* [ASSIGNED TASK]:
This exercise requires every record to be repeated exactly.

Records from a dataset:

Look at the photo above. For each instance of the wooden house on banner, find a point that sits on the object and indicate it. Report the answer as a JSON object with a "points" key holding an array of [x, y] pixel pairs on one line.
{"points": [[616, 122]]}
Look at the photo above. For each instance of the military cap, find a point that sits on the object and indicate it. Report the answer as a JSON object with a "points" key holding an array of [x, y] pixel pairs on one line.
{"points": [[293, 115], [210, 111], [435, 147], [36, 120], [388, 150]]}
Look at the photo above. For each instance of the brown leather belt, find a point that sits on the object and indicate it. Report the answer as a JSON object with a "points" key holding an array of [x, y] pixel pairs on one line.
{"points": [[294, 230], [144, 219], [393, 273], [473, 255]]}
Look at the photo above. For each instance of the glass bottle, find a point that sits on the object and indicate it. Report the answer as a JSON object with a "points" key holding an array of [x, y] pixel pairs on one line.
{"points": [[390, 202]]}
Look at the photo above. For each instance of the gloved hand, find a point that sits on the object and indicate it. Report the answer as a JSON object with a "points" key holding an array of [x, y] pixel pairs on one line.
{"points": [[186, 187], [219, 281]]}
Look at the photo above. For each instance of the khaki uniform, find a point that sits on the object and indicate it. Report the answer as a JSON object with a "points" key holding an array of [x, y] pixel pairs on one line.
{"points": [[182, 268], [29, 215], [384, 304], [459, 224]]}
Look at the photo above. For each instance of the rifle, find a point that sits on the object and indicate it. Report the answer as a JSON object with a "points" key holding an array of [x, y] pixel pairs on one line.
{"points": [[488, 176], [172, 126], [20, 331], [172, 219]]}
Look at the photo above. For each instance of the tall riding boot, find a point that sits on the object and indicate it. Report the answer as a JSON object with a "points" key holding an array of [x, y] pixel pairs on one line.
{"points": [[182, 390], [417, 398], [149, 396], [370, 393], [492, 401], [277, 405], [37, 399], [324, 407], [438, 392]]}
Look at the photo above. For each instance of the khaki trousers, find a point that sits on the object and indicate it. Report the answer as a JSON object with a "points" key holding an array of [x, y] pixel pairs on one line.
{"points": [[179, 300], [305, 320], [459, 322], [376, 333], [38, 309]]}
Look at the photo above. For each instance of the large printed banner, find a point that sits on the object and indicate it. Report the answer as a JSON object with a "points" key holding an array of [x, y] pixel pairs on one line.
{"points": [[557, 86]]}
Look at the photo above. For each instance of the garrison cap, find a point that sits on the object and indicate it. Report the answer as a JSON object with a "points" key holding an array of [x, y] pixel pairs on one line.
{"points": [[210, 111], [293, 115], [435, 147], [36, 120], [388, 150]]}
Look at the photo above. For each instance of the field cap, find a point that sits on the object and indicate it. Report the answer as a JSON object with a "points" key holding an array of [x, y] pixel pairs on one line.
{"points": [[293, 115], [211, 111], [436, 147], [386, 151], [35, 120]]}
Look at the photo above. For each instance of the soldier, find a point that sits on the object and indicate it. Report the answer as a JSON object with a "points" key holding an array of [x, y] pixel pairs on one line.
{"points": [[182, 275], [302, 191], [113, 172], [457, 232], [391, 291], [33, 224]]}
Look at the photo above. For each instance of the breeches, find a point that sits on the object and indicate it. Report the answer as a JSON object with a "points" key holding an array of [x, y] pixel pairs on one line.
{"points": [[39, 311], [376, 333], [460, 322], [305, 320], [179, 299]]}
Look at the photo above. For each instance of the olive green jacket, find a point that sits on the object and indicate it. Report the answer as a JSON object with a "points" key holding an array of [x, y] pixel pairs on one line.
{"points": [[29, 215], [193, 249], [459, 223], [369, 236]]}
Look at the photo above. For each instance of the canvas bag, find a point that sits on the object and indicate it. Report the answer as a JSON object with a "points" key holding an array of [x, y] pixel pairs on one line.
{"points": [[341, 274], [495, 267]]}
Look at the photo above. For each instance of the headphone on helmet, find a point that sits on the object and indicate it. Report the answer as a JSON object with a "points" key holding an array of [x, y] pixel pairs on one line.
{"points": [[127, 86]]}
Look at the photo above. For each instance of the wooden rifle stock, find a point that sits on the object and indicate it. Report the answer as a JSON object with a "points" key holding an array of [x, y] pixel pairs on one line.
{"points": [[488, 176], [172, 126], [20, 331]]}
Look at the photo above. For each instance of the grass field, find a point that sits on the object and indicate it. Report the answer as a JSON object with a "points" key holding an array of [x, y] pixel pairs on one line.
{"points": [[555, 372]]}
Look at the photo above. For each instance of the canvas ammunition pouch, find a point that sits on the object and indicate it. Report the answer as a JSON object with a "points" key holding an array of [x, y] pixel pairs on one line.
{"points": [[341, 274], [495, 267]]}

* [YOUR RESPONSE]:
Look at the photo above. For each instance of the wooden house on banner, find a point that sits on the object and indicate it. Report the answer as a JSON object with a "points" key holding an array of [x, y] pixel pairs on one line.
{"points": [[616, 122]]}
Look at the photo above. For each instance of the military cap, find a point that sits on the object and indicate it. Report the answer as a JSON object with a "points" key holding an array of [x, y] pixel pairs on one line.
{"points": [[293, 115], [210, 111], [435, 147], [36, 120], [388, 150]]}
Look at the photo above. For each instance of the brown leather belt, find a point that sits on the object and indicate it. Report the answer as a JSON object with a "points" key holding an array of [x, y] pixel pairs on one line.
{"points": [[294, 230], [144, 219], [393, 273], [473, 255]]}
Look at the photo above. For each instance of the glass bottle, find a point that sits on the object and indicate it. Report the answer as a JSON object with a "points" key holding an array of [x, y] pixel pairs on one line.
{"points": [[390, 202]]}
Look at the photo above. For each instance of the gloved hand, find a point that sits on the object and indicate it. Report the answer as a JSON object with a "points" key holding an array of [x, y] pixel pairs on one line.
{"points": [[186, 187], [219, 281]]}
Look at the photo above. For each instance of the khaki uniform, find a point that sits on the object and indicate it. Report the answer as a JSON object with a "points" key holding an array of [x, y] pixel pairs on one line.
{"points": [[182, 268], [29, 215], [384, 304], [459, 224]]}
Look at the photo above. For each instance of the rifle, find a point that sits on the object and indicate it. Report the answer as a JSON object with a "points" key holding an array of [x, y] pixel pairs on one line.
{"points": [[488, 176], [172, 126], [20, 331], [172, 219]]}
Look at the photo above. For each instance of the tall riding boot, find a point that sits on the object and indicate it. Report the answer as a JSON object with a "points" key holding an array of [x, y] pixel pairs on one line.
{"points": [[182, 390], [417, 398], [149, 396], [370, 393], [492, 401], [277, 405], [37, 399], [324, 407], [438, 392]]}
Look at the photo above. For each instance of the khaki trousers, find a point that sits on the object and indicate it. Report the answer as a JSON object with a "points" key holding an array of [x, y] pixel pairs on one line.
{"points": [[179, 300], [305, 320], [459, 322], [376, 333], [38, 309]]}
Look at the photo above. For each instance of the large printed banner, find a point that sits on the object and indicate it. Report the answer as a JSON object with a "points" key holding an array of [x, y] pixel pairs on one line.
{"points": [[557, 86]]}
Look at the photo above. For each instance of the garrison cap, find a point that sits on the object and indicate it. Report the answer as a JSON object with a "points" key holding an array of [x, y] pixel pairs on one line.
{"points": [[210, 111], [293, 115], [435, 147], [36, 120], [388, 150]]}
Look at the photo above. For each instance of the field cap, find a point that sits on the object and indicate it. Report the answer as a JSON object with a "points" key holding an array of [x, y] pixel pairs on one line.
{"points": [[293, 115], [211, 111], [436, 147], [386, 151], [35, 120]]}
Look at the photo above. For each instance of the soldier, find a point that sits on the object and indicate it. Report the answer as a JSON object with a "points" key holding an array of [x, y] pixel pairs on one line.
{"points": [[182, 275], [302, 191], [113, 172], [457, 232], [391, 291], [33, 224]]}
Look at the photo above. For each instance of the breeches, find a point that sits on the object and indicate it. Report the answer as a JSON object with a "points" key holding an array of [x, y] pixel pairs on one line.
{"points": [[39, 311], [376, 333], [460, 322], [305, 320], [179, 299]]}
Look at the photo above. For each instance of the olive green jacket, find a point that sits on the object and indicate it. Report the answer as a JSON object with a "points" key holding an array of [x, y] pixel pairs on one line.
{"points": [[29, 215], [193, 249], [459, 223], [369, 236]]}
Look at the photo above. For each instance of the canvas bag, find a point that sits on the object and indicate it. Report the answer as a JSON object with a "points" key holding an array of [x, y] pixel pairs on one line.
{"points": [[341, 274], [495, 267]]}
Look at the photo above. For each instance of the headphone on helmet, find a point that sits on the object and indicate it. Report the answer as a JSON object with a "points" key holding an array of [x, y] pixel pairs on one line.
{"points": [[127, 86]]}
Look at the photo above. For each instance of the wooden rifle stock, find a point that sits on the object and indicate it. Report the answer as a JSON object with a "points" key holding an array of [x, y] pixel pairs on one line.
{"points": [[488, 176], [172, 126], [20, 331]]}
Look at the photo above. For each instance of the grass field, find a point that sits on the object and indicate it. Report the answer as a JSON object with a "points" key holding an array of [x, y] pixel pairs on one line.
{"points": [[555, 372]]}
Look at the photo above. For each instance of the canvas ammunition pouch, find a point that sits on the object and indicate it. Report the answer as a JSON object with a "points" key holding an array of [x, y] pixel pairs on one line.
{"points": [[341, 274], [495, 267]]}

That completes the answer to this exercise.